The task
Rescale the records from the start through the line holding "[227,138,1200,383]", inclusive. Repeat every line, requests included, and multiply each bounding-box coordinate in the answers by 0.6, rounding to whole numbers with halves going up; leave out the pictures and return only these lines.

Material provided
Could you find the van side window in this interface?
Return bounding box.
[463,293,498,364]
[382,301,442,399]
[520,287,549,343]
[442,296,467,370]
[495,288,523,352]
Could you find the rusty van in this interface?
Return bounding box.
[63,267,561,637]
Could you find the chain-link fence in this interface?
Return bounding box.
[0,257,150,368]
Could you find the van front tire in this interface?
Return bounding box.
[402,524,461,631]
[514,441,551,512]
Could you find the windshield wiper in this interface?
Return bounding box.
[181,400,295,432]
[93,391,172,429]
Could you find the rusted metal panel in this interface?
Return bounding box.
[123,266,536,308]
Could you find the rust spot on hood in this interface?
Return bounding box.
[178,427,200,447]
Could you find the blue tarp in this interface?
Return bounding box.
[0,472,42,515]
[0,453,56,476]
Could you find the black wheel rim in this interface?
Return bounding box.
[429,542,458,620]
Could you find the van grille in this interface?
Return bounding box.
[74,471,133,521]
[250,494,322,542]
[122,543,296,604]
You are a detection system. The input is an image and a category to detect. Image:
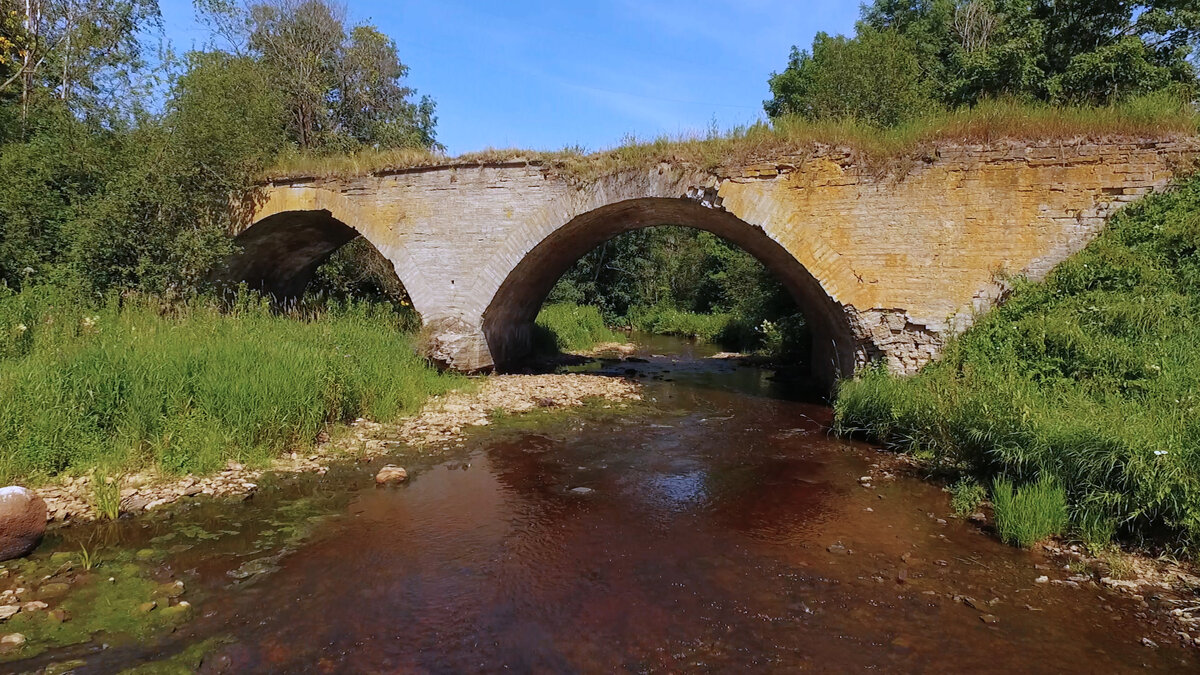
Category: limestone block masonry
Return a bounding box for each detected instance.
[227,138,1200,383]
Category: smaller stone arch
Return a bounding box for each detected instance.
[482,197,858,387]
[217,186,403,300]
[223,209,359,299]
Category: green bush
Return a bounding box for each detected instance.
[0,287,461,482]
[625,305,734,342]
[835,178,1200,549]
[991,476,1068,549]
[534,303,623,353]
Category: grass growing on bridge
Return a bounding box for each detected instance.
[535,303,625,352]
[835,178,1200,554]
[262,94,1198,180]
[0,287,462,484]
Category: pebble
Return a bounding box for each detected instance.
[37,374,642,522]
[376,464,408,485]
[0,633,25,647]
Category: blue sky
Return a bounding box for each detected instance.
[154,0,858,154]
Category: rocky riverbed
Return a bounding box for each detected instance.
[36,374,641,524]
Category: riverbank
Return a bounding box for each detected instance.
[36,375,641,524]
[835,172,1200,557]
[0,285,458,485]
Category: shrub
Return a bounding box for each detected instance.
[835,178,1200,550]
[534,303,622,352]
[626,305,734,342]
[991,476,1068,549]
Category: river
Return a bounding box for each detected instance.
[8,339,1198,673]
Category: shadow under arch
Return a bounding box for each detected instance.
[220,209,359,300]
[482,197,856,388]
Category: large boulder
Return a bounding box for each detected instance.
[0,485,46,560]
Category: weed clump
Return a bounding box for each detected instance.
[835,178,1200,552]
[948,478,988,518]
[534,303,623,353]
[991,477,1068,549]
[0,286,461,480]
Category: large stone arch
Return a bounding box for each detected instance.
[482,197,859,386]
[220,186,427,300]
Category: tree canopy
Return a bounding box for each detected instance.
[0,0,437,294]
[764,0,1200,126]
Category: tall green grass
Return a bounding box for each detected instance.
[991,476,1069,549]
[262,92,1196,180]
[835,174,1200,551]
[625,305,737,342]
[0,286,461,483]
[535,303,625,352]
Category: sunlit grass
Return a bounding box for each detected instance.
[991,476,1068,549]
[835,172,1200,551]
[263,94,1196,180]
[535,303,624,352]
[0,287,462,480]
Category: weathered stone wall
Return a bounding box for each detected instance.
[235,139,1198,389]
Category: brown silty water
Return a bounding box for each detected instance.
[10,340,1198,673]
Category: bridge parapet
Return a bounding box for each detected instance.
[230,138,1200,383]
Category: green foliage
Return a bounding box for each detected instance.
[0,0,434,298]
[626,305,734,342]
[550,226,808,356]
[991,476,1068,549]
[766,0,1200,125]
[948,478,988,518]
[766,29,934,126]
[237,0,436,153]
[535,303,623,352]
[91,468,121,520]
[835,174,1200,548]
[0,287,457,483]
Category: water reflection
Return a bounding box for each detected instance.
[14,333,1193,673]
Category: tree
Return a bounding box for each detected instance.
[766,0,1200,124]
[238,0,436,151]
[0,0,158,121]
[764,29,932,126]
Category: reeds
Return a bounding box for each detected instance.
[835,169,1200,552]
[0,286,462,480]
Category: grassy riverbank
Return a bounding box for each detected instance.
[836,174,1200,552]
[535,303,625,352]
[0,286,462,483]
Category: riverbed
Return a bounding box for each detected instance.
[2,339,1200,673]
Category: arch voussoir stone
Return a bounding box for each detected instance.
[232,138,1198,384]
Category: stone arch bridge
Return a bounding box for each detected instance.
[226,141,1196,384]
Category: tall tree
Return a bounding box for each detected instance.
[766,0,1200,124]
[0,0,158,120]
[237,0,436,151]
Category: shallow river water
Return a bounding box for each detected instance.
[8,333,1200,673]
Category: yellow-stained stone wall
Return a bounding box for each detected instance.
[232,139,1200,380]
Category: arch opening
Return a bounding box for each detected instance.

Expected answer
Could you find the van side window in this interface?
Return bounding box.
[278,176,299,218]
[229,181,265,239]
[312,172,329,206]
[265,178,280,222]
[297,173,314,211]
Could you find the rusty van in this interface?
Return bounding box.
[38,160,337,382]
Could you find the chain-link fence in this interface?
Return bounding box.
[0,154,90,221]
Could you find the van front tire in this interface?
Return bounding box.
[241,314,277,379]
[308,265,331,307]
Could you find the windshield wiper in this interface?
Return bounding box.
[109,240,177,259]
[56,235,103,257]
Could you find the rusted metal panel in this interface?
Return bounding box.
[74,160,322,185]
Could you find the rust spot on hood in this interface?
Return bounding box.
[107,256,120,268]
Could you find the blue tarp in this interface?
Return bounding box.
[0,283,25,309]
[0,272,34,286]
Could you find the black wheel rim in this interface?
Return bounding box.
[257,325,275,372]
Could you find the van grille in this interface?
Return bounding box.
[44,283,80,313]
[150,296,193,325]
[73,326,178,362]
You are a detection system. The input is an image and a category to detect. Image:
Category: limestone block masonry
Return a bounding box for each detected instance.
[136,83,720,230]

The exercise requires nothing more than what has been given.